### STATED PROBLEM:
Pick out every line in the records below that contains the word "Target" and copy each of those lines in full. Case matters.

====== ITEMS ======

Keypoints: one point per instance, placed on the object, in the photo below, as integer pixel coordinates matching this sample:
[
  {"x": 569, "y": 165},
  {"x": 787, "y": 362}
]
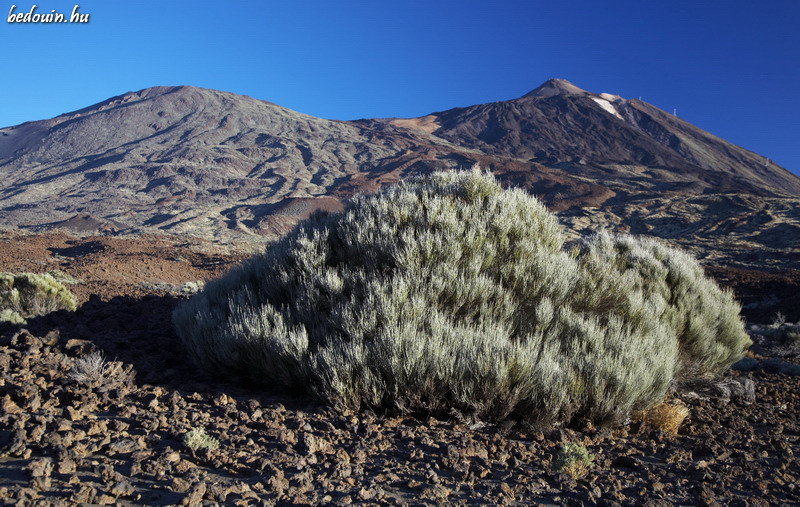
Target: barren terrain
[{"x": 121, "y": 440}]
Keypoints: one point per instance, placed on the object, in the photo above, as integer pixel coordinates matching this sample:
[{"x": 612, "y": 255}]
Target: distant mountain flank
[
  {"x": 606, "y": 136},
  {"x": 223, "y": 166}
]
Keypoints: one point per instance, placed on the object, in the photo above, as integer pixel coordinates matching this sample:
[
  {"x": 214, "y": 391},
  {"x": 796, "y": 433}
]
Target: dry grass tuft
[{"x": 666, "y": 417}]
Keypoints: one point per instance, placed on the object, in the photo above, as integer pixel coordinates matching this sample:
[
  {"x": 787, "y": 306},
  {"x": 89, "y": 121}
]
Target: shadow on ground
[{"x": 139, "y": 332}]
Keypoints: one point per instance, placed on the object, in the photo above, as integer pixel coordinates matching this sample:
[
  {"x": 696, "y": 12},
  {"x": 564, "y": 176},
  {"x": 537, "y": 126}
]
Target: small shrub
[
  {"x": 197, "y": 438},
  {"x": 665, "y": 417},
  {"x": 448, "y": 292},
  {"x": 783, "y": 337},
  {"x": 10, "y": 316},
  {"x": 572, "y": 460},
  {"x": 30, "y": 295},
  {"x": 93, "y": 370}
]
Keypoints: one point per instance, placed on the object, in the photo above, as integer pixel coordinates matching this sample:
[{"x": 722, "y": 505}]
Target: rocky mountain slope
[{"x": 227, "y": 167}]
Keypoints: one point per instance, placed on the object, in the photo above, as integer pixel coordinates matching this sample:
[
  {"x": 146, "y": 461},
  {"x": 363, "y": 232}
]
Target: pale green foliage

======

### FULL ANSWER:
Target: barren terrain
Target: distant mountain flank
Target: dry grass tuft
Target: shadow on ground
Target: small shrub
Target: rocky mountain slope
Target: pale green foliage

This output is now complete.